> _Problem to solve_
Reproduce the listing below without changes, except that pictures are left out.

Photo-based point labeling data
++++++++++

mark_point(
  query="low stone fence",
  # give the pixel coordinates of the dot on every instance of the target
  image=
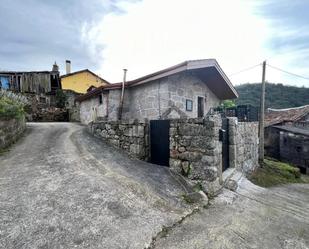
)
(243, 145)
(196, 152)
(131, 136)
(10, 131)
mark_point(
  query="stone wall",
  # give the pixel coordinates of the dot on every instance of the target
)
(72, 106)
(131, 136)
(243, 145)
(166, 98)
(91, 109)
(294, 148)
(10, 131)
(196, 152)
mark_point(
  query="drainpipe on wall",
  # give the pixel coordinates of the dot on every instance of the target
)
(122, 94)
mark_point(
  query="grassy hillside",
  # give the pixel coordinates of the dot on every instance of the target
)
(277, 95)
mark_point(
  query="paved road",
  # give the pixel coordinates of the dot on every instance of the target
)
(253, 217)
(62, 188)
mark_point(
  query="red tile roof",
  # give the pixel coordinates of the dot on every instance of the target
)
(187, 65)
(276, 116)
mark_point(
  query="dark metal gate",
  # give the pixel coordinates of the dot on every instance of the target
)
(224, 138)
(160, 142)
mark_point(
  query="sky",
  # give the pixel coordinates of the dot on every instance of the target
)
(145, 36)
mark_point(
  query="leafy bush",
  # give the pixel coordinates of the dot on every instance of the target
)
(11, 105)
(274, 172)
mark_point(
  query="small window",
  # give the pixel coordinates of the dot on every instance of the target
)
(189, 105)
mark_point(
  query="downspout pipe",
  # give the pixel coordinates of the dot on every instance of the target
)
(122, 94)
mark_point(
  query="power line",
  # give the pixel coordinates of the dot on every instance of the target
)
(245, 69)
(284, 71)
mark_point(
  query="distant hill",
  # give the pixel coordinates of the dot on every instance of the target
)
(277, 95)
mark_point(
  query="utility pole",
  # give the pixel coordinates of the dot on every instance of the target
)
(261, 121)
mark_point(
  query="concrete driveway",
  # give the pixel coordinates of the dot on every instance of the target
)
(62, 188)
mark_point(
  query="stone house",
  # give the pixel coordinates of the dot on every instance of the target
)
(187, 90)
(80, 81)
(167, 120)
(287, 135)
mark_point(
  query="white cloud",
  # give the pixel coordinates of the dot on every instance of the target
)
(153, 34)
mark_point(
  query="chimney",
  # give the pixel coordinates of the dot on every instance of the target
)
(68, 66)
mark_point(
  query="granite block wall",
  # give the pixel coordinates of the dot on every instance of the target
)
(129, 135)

++++++++++

> _Solution_
mark_point(
  query="low stone fence",
  # give the pixel coordinates of the dot on every instance of the target
  image=
)
(243, 145)
(196, 152)
(131, 136)
(10, 131)
mark_point(
  query="stone wall",
  # give the pixel coordinates of the dot on every instance of the target
)
(72, 106)
(131, 136)
(243, 145)
(166, 98)
(91, 109)
(294, 148)
(10, 131)
(196, 152)
mark_point(
  query="drainpipe on wall",
  # give the pixel coordinates of the dot on every instance of the target
)
(122, 94)
mark_point(
  query="grassy hillside",
  # give the pixel coordinates of the dot on every instance of the target
)
(277, 95)
mark_point(
  query="paved road",
  # give the pixel coordinates of the dot on every instance of the target
)
(253, 217)
(62, 188)
mark_point(
  query="red tile roof",
  # give the pixel coordinates of the dot on every instance of the target
)
(187, 65)
(276, 116)
mark_point(
  query="dark metal gate",
  # give the pixel coordinates of the dot on every instance of the target
)
(224, 138)
(160, 142)
mark_point(
  query="sky",
  # give the pixel coordinates of the dot on every instance of the target
)
(145, 36)
mark_point(
  query="leafy bush",
  # give the pixel coordinates of the dot on every instance of the target
)
(11, 105)
(274, 172)
mark_point(
  query="small window",
  # give the pixel coordinates of the dot on every instance of the target
)
(189, 105)
mark_point(
  query="downspout pipe",
  # give the pixel coordinates of the dot on every instance of the target
)
(122, 94)
mark_point(
  query="power line",
  # give the pixel coordinates of the dot on every instance of the target
)
(245, 69)
(284, 71)
mark_point(
  query="distant hill",
  # give the pixel coordinates of the dot on every instance of the target
)
(277, 95)
mark_point(
  query="utility pole",
  # give the pixel coordinates of the dot on every instance of the target
)
(261, 121)
mark_point(
  query="concrete driveway",
  # give the pixel coordinates of the dot on every instance of the target
)
(62, 188)
mark_point(
  query="stone house",
  # give the pixel coordinates of the dot on every instance of the target
)
(187, 90)
(80, 81)
(167, 120)
(287, 135)
mark_point(
  query="white cloud",
  # give the pixel coordinates of the dot on every instance of the target
)
(153, 34)
mark_point(
  query="chimney",
  # give the pixel coordinates of the dot on every instance of the target
)
(68, 66)
mark_point(
  query="granite block wall",
  # give the pixel coordinates of the dot on every instance of the target
)
(129, 135)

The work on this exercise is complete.